### Provided text

Look at this. Just look at it. The land splitting open like a wound that never wants to heal, and right there in the gash… calla lilies. White as surrender flags in a war none of us are winning. That’s the whole damn joke, isn’t it? You go looking for the void, you walk down into the throat of something ancient and indifferent, and it hands you flowers.

A black-and-white photograph looking down a narrow coastal ravine in Big Sur, where two steep, vegetation-covered hillsides converge toward a distant shoreline of crashing white surf. In the foreground, a cluster of calla lilies glows bright white against dark, broad leaves.

Big Sur doesn’t care about my feelings. It never did. Henry Miller knew this. Kerouac found out the hard way, weeping into his jug wine in a cabin under the Bixby Bridge while the Pacific shrugged outside. The ocean here isn’t postcard blue. It’s gunmetal. It’s the sound of something enormous turning over in its sleep, and if you’re standing too close when it exhales, well, that’s on you.

### Data for processing
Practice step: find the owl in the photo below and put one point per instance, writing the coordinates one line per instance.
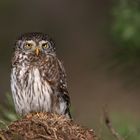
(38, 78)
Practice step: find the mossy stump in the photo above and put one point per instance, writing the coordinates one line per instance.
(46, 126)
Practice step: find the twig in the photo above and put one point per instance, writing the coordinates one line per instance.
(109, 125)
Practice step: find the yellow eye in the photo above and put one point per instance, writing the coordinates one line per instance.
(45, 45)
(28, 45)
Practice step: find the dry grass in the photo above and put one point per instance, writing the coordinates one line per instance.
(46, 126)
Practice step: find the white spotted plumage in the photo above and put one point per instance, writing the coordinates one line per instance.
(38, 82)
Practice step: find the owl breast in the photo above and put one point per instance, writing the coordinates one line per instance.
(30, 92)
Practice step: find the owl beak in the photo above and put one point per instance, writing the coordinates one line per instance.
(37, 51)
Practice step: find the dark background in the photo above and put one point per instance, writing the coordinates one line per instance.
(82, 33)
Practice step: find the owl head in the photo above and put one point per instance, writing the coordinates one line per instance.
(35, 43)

---

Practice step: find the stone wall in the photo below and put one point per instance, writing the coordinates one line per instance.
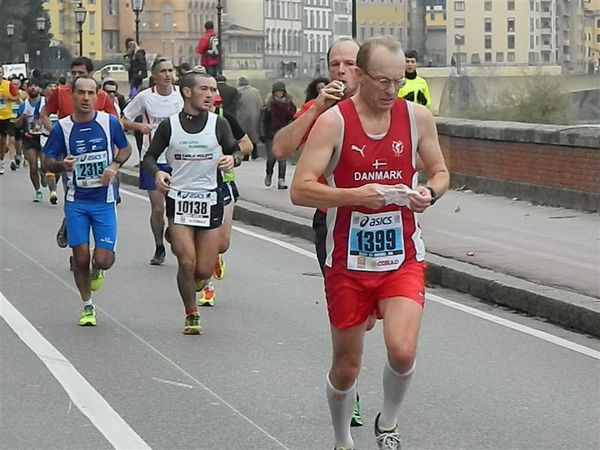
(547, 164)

### Work to complete
**1.** Show every line from the rows that contains the word "above". Case counts.
**2.** Carry on the Big Sur piece from its last sentence.

### Results by task
**1.**
Practice step: find the mossy stump in the photo above and put one point per instance, writing the coordinates one line per instance.
Practice step: find the twig in the photo above and put one point per instance, writing the coordinates one line per instance.
Practice step: find the yellow eye in the photo above and put one point per instance, writing the coordinates one line per instance.
Practice step: find the dry grass in the photo above and put one point per instance, writing the coordinates one line per instance.
Practice step: find the white spotted plumage in the photo above and put one point per instance, writing the coordinates one line per instance.
Practice step: find the owl breast in the photo above and put one point per instance, writing the coordinates one line per instance.
Practice step: find the owl beak in the photo above and put one point per instance, writing the coordinates one line per instance.
Practice step: find the dark background in the photo above and put one point per instance, writing the coordinates one line per instance.
Practice step: find the owl head in the photo above and put one point per instance, writing the coordinates one line per instance.

**2.**
What I’ve given you here is the architecture of the thing. Two hills pressing in like bouncers at a door you’re not sure you even want to walk through. The sky doing that thing the sky does in Big Sur, not threatening, exactly, but making it abundantly clear that I am a temporary arrangement of matter and it is not. And those lilies… Glowing like they’ve got their own private arrangement with whatever runs this show. They don’t need sunlight. They don’t need me to admire them. They just stand there, absurdly alive, in all that darkness.